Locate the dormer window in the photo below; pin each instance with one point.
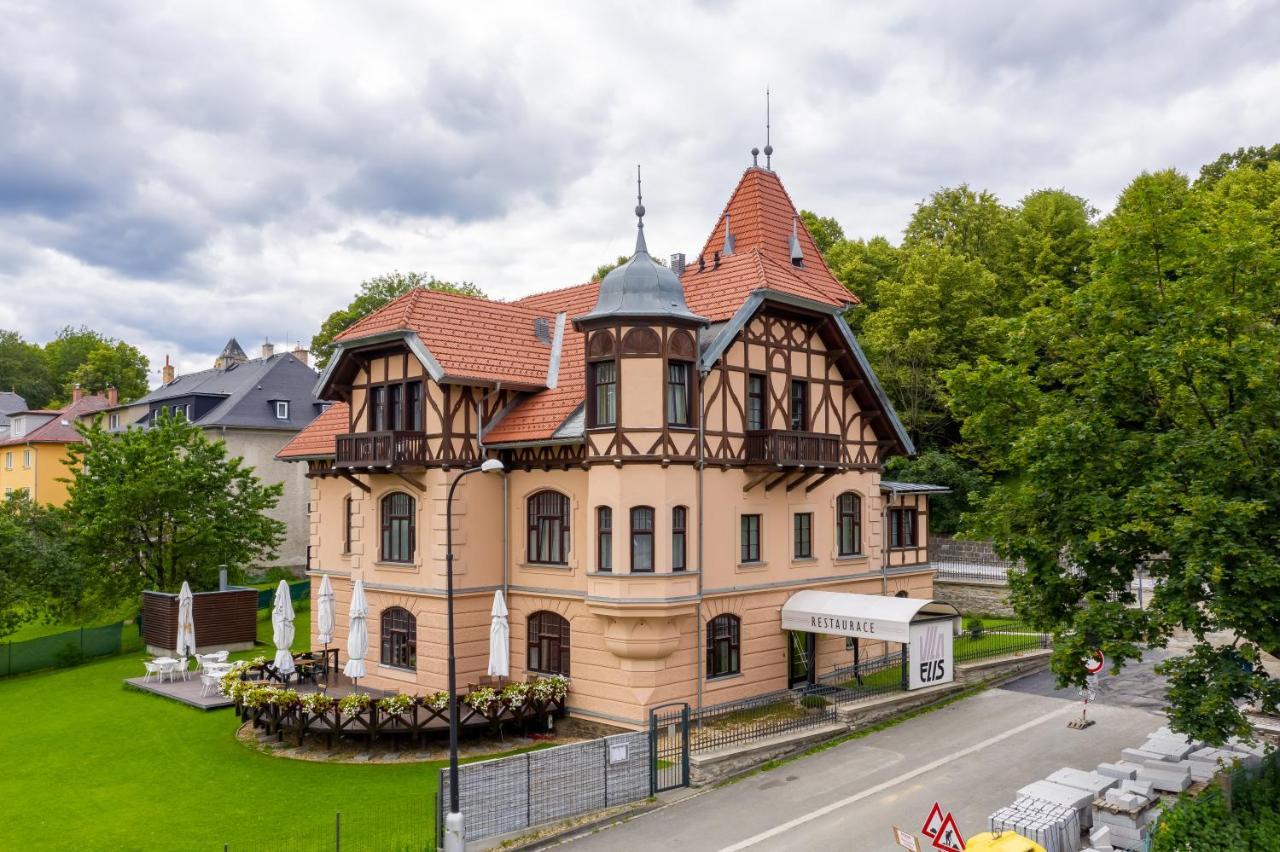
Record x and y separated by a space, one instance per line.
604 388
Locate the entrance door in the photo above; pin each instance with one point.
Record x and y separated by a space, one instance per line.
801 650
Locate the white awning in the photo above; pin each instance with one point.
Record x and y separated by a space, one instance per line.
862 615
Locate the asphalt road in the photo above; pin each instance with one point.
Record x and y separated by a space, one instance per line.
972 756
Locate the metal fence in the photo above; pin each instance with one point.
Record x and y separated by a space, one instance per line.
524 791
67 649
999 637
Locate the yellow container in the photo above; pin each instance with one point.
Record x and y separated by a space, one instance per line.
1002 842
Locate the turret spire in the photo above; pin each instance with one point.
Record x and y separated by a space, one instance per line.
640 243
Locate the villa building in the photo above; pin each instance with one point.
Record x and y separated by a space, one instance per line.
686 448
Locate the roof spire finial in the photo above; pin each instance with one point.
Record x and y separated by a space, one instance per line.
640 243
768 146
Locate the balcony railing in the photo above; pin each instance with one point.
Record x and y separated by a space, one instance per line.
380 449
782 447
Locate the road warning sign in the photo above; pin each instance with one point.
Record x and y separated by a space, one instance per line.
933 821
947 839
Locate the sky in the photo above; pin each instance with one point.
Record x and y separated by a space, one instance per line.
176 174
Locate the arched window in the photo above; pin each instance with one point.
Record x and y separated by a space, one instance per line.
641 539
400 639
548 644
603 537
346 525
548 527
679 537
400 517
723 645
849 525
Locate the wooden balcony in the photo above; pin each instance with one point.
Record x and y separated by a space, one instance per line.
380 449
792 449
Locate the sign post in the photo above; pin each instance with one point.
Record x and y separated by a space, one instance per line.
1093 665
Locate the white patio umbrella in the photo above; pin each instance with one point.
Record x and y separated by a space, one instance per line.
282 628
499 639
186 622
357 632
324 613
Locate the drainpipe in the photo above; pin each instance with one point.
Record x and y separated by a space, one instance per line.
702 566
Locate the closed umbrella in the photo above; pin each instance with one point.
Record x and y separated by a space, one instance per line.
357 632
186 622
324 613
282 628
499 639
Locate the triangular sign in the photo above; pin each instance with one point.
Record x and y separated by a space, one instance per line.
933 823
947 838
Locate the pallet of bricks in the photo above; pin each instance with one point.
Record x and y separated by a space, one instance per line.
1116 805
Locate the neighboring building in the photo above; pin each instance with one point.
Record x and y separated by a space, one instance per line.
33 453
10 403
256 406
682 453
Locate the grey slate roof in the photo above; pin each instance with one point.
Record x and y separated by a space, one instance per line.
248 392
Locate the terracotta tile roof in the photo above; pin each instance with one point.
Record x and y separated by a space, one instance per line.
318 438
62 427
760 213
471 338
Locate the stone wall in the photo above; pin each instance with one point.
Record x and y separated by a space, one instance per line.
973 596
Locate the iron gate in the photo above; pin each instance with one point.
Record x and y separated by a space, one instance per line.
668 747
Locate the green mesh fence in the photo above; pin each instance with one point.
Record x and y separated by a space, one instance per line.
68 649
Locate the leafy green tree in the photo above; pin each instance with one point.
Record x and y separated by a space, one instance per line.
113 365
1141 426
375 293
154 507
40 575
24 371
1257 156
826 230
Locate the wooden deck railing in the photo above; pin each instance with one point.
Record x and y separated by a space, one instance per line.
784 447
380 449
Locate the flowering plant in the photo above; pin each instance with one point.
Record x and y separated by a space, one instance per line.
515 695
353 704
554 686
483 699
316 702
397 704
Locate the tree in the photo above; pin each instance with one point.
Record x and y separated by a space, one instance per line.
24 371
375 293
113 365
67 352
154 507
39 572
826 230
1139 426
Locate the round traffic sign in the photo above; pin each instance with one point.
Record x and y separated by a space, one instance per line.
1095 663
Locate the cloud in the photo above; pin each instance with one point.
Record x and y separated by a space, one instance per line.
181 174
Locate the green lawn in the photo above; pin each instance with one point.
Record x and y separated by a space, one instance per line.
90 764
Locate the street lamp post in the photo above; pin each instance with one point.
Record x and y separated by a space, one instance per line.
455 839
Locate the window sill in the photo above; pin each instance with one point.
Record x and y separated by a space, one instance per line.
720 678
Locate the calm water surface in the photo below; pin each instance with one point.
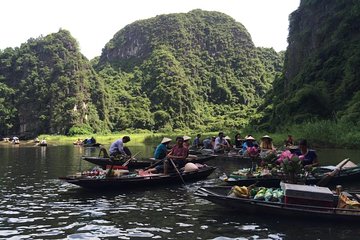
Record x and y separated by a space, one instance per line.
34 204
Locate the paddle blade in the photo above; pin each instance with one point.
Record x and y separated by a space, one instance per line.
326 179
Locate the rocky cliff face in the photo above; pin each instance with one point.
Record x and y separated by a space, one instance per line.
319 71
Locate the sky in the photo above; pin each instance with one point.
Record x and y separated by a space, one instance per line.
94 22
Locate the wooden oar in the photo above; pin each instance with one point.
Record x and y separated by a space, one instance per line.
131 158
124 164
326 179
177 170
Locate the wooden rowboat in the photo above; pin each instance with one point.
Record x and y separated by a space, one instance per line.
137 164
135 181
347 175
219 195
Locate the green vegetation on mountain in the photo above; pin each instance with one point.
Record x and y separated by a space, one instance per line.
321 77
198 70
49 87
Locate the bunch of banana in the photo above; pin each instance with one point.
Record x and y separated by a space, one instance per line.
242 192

=-=-=

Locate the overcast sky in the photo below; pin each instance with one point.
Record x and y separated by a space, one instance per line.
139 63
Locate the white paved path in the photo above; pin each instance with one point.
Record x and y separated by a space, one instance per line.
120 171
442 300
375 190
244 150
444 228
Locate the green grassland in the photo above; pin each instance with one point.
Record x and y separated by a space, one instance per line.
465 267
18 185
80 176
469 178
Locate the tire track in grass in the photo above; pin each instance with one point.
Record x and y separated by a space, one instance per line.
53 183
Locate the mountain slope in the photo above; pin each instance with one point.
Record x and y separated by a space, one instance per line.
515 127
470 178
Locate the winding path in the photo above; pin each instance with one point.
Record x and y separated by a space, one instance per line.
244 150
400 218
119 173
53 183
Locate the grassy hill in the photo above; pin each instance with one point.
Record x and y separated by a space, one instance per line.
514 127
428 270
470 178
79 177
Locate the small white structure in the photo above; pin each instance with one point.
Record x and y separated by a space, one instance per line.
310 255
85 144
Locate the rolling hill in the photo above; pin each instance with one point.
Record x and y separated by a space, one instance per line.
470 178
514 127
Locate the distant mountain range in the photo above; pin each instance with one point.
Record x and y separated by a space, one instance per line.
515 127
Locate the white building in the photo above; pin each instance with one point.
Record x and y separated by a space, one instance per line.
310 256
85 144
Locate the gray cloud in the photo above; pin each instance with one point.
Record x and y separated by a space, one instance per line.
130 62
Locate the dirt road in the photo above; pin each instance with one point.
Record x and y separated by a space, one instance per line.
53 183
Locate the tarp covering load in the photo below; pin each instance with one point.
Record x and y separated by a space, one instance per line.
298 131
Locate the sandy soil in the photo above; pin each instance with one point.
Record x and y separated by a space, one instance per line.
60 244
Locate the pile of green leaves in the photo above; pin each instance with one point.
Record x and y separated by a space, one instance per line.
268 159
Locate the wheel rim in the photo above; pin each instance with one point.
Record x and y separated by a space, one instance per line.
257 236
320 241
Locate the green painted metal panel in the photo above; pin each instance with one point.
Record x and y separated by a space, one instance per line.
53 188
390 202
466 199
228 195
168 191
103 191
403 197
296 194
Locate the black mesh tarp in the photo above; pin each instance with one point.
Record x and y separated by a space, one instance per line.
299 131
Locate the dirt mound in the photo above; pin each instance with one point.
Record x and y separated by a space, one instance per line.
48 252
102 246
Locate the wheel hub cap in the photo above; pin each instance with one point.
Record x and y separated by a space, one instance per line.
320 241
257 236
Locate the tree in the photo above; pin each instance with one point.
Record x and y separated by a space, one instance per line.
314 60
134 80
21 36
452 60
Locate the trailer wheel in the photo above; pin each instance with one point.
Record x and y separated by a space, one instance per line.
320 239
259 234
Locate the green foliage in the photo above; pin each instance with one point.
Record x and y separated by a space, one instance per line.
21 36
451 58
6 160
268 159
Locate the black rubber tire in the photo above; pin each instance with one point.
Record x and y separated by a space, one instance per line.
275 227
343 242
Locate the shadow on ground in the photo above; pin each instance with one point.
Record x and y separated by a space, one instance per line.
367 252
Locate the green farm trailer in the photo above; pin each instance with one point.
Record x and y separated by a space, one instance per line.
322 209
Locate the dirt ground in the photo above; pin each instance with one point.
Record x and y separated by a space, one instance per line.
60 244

=-=-=

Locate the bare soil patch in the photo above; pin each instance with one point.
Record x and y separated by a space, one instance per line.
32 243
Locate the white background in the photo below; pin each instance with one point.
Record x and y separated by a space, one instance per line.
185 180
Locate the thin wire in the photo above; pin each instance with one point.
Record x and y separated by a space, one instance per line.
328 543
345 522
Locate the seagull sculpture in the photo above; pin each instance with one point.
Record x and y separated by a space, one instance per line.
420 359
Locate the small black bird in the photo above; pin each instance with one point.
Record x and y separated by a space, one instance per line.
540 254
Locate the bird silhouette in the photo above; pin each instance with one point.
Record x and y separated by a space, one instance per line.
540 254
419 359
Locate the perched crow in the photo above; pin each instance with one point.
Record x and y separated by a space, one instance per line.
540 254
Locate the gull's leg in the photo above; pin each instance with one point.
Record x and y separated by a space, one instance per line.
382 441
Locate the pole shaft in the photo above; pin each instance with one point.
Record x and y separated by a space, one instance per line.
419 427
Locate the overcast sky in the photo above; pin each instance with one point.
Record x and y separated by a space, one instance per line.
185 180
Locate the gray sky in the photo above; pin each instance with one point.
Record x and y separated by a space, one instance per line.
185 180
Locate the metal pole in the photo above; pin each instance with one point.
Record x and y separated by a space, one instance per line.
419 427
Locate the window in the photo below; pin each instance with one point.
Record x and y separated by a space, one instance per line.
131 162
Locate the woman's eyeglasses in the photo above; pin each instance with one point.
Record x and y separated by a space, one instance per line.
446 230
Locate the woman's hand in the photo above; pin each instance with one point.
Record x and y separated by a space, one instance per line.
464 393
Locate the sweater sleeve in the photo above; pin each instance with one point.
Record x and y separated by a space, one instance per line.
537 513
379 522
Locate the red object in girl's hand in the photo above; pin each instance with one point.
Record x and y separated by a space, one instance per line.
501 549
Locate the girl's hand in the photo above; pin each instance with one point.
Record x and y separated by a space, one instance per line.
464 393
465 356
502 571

=-=-=

**WHAT THE TASK ASKS**
Show each line in the records above that contains the word "tarp".

**REPLY TO THE TASK**
Locate the tarp covering load in the photo below; pin each instance with one point.
Locate the black mesh tarp in the photo above; pin each instance with one point.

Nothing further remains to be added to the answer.